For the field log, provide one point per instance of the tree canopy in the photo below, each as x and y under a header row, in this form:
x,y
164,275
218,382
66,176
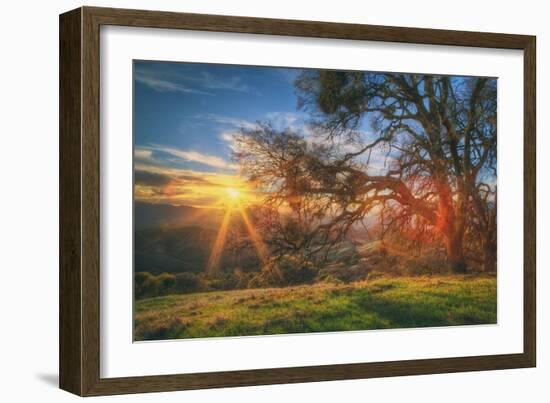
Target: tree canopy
x,y
416,151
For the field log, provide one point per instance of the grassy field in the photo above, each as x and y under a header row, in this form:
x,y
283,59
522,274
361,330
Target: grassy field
x,y
383,303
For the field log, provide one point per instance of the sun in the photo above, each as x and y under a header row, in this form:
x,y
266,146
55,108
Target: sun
x,y
233,194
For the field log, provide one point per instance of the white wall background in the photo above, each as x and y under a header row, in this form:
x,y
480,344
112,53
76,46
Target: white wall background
x,y
29,199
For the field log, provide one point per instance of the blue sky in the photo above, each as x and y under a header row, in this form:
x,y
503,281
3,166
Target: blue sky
x,y
185,115
195,108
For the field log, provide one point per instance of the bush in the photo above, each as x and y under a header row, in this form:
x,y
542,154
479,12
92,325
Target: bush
x,y
146,285
187,282
167,283
287,270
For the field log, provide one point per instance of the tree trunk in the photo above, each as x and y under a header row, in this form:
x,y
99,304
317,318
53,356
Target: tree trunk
x,y
451,222
490,259
455,252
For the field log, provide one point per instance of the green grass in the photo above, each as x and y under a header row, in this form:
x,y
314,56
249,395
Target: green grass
x,y
384,303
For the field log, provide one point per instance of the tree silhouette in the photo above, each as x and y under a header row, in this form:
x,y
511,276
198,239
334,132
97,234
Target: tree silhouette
x,y
437,136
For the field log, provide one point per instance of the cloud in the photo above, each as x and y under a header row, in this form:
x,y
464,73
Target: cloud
x,y
210,81
159,84
236,123
195,156
145,178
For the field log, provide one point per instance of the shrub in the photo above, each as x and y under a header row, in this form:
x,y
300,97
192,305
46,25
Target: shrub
x,y
167,283
286,270
146,285
187,282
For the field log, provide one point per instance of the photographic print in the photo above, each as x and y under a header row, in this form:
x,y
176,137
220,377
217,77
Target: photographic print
x,y
273,200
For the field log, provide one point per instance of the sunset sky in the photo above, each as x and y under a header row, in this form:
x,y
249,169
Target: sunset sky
x,y
184,118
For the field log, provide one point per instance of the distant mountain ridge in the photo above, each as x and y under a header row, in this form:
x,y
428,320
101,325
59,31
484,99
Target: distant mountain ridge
x,y
150,215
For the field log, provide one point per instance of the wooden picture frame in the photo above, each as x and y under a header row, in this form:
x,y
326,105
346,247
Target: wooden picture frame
x,y
79,347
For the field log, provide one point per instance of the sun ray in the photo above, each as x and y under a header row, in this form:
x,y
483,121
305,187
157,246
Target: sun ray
x,y
256,239
217,248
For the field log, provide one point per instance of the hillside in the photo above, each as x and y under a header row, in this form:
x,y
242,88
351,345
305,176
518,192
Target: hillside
x,y
150,215
383,303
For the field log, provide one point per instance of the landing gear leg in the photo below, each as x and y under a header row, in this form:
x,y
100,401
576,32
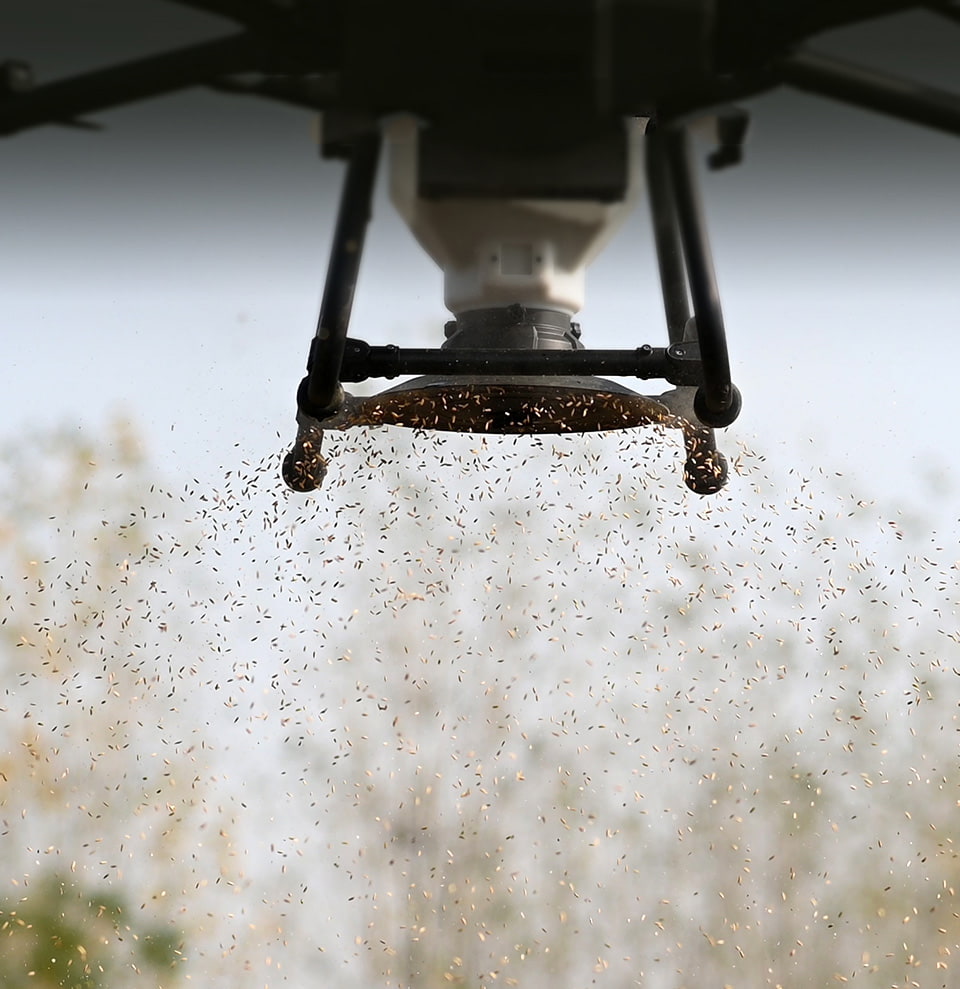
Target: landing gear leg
x,y
686,269
320,394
******
» **WHAT YOU SHOULD DO**
Rewrite the stretch of the material from the line containing "of the hillside" through its end, keeping every line but shifting each x and y coordinate in the answers up by 62. Leave the pictures out.

» **FINISHED ANSWER**
For the field log, provide one point per instance of the hillside in the photo above, each as x and y under a header row, in this form:
x,y
242,88
351,345
305,176
518,192
Target: hillside
x,y
212,277
445,365
For the field log, provide one point per instance of the landing gear leg in the photo below, each as x and y under a header row, in this form:
x,y
100,401
576,32
Target: landing gear leg
x,y
748,331
382,456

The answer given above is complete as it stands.